PROBLEM TO SOLVE: Copy the lines from the one containing "For every instance of the fog" through the end of the records, substituting "wooden barn" for "wooden shed" and leaving everything else unchanged.

PROVIDED DATA:
□ □ □ □
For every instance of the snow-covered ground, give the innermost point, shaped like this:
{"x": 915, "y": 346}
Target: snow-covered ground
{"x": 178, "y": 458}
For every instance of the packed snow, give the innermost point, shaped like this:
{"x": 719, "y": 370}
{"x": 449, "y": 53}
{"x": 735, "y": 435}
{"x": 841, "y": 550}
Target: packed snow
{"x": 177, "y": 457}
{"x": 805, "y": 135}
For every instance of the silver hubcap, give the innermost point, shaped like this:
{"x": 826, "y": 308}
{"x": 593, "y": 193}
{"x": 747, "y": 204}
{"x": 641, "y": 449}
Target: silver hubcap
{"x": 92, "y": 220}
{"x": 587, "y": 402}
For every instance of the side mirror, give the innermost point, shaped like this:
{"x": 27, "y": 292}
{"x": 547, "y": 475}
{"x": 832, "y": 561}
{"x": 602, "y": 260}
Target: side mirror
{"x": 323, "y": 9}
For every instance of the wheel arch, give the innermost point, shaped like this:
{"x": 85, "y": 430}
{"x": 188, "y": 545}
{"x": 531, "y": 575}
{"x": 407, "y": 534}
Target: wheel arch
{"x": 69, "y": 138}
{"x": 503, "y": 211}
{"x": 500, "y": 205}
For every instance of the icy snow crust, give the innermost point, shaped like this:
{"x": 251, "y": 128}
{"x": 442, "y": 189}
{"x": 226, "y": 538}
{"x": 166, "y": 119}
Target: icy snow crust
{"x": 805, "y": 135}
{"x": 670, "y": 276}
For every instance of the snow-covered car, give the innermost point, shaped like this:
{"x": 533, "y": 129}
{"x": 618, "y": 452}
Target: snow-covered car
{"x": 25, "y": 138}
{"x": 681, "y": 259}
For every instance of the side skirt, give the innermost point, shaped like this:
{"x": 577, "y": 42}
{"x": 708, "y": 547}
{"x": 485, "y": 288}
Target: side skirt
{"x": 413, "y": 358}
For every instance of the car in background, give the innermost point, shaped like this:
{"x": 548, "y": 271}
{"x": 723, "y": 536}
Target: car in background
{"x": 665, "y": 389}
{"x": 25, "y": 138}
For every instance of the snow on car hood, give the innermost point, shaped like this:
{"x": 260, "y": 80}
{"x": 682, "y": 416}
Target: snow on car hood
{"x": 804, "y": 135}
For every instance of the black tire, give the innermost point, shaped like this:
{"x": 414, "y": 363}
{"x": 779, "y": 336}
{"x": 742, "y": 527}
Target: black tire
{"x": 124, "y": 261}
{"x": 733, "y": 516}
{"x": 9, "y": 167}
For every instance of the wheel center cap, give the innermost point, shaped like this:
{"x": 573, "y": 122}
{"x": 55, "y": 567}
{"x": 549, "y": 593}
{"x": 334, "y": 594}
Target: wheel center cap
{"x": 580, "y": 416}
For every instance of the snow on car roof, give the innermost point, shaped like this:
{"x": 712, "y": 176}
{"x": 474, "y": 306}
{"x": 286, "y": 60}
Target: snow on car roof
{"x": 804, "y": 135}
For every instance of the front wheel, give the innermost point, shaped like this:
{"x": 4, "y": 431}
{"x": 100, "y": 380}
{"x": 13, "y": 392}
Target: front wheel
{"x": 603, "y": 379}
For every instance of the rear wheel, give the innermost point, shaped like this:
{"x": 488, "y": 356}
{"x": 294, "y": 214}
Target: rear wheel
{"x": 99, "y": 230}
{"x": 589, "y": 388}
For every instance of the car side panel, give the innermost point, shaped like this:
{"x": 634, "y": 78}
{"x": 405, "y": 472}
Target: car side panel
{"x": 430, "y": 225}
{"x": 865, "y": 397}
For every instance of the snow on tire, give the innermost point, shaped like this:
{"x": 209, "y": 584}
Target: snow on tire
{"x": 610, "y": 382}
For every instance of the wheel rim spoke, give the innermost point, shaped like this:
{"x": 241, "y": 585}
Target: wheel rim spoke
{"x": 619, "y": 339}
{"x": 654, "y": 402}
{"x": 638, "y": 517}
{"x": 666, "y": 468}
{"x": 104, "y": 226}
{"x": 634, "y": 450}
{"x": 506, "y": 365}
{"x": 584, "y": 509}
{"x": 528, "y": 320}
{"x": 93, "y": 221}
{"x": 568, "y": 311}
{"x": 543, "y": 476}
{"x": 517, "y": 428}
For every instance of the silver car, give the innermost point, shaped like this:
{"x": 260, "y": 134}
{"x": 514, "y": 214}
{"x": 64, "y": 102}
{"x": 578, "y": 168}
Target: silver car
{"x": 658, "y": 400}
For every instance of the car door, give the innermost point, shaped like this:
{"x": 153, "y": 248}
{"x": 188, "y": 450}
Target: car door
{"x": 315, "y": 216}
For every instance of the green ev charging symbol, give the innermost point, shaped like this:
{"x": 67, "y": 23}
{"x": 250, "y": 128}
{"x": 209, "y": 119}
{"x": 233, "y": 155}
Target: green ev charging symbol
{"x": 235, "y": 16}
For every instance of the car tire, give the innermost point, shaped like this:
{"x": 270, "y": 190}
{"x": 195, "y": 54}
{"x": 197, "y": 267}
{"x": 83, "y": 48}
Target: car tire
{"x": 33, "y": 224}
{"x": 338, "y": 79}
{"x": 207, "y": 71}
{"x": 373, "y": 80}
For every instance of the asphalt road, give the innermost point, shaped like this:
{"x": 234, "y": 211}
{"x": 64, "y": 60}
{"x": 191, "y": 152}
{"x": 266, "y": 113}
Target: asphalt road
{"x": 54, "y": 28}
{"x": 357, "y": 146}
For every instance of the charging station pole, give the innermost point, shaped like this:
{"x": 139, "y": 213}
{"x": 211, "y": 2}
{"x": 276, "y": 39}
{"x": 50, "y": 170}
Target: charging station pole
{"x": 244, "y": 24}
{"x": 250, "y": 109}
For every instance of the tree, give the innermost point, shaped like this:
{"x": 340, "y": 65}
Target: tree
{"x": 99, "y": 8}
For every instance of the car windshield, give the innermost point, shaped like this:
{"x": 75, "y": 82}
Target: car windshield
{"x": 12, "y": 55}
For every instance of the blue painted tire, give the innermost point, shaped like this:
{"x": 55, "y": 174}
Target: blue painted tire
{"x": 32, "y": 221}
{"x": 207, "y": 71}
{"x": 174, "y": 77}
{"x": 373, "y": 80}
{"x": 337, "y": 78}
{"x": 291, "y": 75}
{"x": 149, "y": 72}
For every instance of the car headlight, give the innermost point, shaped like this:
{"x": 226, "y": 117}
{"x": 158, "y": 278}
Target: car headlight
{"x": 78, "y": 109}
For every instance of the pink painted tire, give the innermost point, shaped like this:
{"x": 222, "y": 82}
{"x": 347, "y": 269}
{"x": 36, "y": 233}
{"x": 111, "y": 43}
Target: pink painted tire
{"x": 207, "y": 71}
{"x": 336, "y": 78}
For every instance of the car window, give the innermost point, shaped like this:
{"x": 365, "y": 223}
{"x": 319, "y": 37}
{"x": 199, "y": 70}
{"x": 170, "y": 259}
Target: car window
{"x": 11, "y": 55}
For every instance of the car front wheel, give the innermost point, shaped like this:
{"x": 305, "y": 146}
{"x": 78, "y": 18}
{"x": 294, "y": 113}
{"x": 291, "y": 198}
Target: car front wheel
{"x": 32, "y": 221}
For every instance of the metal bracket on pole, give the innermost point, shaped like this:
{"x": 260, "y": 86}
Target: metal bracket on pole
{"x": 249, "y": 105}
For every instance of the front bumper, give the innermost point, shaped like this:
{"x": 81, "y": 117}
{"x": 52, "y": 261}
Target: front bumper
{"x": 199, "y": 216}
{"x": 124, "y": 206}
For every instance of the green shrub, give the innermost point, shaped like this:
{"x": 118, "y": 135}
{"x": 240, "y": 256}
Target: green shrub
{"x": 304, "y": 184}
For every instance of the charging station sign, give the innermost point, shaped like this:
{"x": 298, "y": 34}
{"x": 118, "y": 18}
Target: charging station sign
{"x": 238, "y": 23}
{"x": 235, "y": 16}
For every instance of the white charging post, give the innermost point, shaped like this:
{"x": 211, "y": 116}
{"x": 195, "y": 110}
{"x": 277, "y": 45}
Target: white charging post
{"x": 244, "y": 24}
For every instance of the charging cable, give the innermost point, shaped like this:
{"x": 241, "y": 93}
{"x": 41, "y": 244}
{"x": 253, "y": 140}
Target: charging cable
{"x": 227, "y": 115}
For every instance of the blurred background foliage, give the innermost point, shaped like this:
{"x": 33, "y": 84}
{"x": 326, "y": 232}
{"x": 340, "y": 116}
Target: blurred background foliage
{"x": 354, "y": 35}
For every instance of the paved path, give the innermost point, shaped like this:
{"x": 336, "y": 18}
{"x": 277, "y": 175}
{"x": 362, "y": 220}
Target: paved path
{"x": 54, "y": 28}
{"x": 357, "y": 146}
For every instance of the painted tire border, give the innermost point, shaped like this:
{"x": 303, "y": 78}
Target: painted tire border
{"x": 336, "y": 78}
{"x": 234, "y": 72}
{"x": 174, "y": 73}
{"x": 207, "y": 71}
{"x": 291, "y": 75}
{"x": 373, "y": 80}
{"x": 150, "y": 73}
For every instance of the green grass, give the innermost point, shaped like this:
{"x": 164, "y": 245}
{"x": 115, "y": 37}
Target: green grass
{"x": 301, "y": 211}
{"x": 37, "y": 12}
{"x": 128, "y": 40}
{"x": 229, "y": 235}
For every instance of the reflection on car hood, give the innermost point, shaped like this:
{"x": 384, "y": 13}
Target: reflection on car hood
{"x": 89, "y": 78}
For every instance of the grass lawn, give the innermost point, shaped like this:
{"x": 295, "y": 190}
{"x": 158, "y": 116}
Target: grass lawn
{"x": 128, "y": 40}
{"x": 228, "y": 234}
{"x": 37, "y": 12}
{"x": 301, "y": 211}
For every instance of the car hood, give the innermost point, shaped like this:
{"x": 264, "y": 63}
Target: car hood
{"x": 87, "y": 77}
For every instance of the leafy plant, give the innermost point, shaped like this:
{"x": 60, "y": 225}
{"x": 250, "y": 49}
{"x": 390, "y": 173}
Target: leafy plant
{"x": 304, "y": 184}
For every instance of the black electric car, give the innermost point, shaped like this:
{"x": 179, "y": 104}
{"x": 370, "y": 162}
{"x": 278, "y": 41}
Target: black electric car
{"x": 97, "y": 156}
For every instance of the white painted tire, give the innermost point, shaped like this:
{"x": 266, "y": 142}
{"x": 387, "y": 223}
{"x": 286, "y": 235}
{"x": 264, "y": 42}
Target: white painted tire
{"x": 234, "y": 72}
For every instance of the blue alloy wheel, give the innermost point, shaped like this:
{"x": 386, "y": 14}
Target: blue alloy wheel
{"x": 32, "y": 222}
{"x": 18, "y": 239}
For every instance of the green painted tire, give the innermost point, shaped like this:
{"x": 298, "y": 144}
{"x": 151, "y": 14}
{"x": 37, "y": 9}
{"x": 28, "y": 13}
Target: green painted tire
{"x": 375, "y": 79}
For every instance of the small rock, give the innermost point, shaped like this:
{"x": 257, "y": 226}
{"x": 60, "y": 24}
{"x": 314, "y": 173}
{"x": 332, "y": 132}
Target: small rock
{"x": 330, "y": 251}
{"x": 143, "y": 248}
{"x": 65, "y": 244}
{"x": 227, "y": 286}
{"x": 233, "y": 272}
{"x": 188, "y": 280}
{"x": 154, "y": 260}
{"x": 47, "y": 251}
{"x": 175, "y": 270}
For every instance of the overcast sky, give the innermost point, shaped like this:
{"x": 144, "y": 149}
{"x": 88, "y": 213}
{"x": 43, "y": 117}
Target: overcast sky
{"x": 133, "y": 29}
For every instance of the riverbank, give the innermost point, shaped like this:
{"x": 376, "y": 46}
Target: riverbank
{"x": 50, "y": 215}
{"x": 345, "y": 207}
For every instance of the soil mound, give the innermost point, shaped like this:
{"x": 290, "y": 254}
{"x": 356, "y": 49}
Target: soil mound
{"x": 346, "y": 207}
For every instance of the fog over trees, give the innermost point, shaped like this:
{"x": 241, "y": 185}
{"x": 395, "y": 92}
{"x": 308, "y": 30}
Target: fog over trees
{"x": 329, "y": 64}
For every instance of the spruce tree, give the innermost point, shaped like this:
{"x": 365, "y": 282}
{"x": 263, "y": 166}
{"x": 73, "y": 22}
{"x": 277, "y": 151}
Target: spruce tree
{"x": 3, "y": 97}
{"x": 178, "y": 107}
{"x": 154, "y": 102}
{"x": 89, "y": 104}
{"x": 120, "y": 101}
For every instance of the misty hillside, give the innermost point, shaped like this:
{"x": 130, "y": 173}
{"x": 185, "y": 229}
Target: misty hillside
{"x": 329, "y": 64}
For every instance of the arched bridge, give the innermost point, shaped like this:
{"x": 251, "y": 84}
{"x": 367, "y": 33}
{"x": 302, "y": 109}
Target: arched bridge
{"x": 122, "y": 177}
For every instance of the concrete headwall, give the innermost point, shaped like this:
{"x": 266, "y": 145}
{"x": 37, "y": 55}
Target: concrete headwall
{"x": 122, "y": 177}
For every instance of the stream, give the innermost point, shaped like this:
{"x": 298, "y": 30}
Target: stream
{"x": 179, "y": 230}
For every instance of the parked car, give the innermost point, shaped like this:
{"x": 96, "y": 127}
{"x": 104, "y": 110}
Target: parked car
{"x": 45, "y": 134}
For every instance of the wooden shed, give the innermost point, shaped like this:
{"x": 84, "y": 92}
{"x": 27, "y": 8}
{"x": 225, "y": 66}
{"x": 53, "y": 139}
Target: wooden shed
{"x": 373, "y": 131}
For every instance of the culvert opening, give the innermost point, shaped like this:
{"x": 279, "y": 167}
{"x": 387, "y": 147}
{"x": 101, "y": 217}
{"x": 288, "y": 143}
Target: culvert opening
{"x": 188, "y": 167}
□ □ □ □
FINISHED EXERCISE:
For every instance of the fog over trees, give the innermost point, shaped like this:
{"x": 241, "y": 185}
{"x": 395, "y": 92}
{"x": 308, "y": 30}
Target: fog over trees
{"x": 329, "y": 64}
For every instance of the spruce tree, give the innermost point, shaped like this:
{"x": 365, "y": 282}
{"x": 263, "y": 166}
{"x": 73, "y": 22}
{"x": 277, "y": 151}
Target: spruce tree
{"x": 3, "y": 97}
{"x": 178, "y": 107}
{"x": 154, "y": 102}
{"x": 89, "y": 104}
{"x": 120, "y": 101}
For every instance of the misty hillside, give the innermost point, shaped like this:
{"x": 130, "y": 173}
{"x": 185, "y": 229}
Target: misty hillside
{"x": 329, "y": 64}
For every instance of the arched bridge, give the innermost point, shaped like this:
{"x": 251, "y": 84}
{"x": 367, "y": 33}
{"x": 302, "y": 109}
Target: arched bridge
{"x": 122, "y": 177}
For every instance of the concrete headwall, give the innermost point, shaped like this:
{"x": 266, "y": 145}
{"x": 37, "y": 55}
Target: concrete headwall
{"x": 122, "y": 177}
For every instance of the stream, give the innermost point, shaped like this:
{"x": 298, "y": 30}
Target: stream
{"x": 179, "y": 230}
For every instance of the parked car, give the innermost point, shaped like this:
{"x": 96, "y": 127}
{"x": 104, "y": 110}
Target: parked car
{"x": 45, "y": 134}
For every instance of the wooden barn, give the innermost point, shaped like this:
{"x": 84, "y": 92}
{"x": 27, "y": 8}
{"x": 225, "y": 66}
{"x": 53, "y": 139}
Target: wooden barn
{"x": 373, "y": 131}
For every instance of the culvert opening, give the innermost point, shaped like this:
{"x": 279, "y": 167}
{"x": 387, "y": 147}
{"x": 101, "y": 217}
{"x": 288, "y": 143}
Target: culvert opening
{"x": 188, "y": 167}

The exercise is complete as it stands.